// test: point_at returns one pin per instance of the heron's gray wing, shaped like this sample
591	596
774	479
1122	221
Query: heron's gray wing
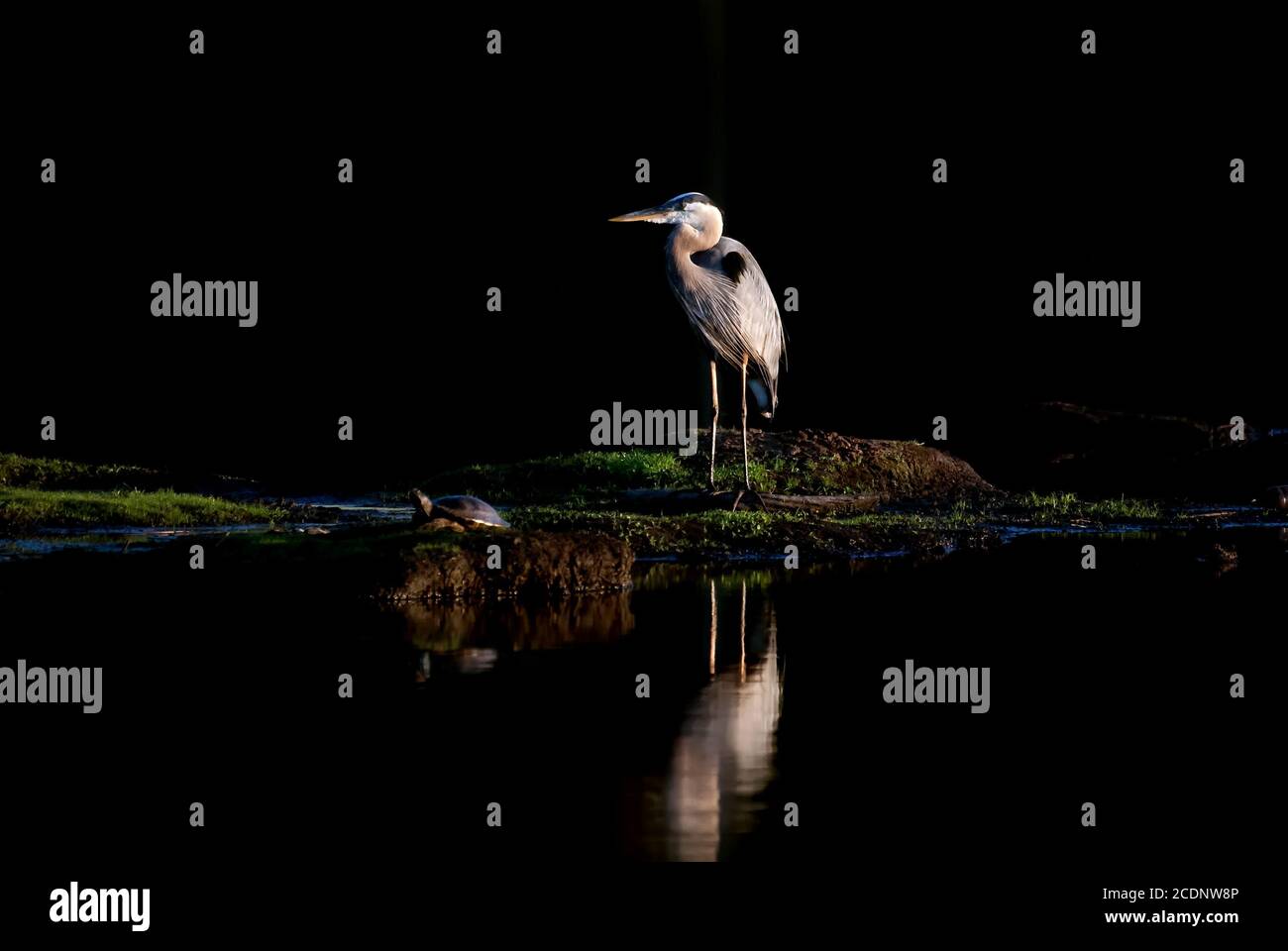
737	313
761	324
════════════════
◆ Exercise instructions: If a record holds a picture, drop the picture and reproduce everything else exactly.

◆ Solution to the problem:
// test: point_at returns one pin per instance of the heron's gray wing, shaped like this sample
591	596
774	479
1122	221
Query: heron's gray wing
737	313
761	324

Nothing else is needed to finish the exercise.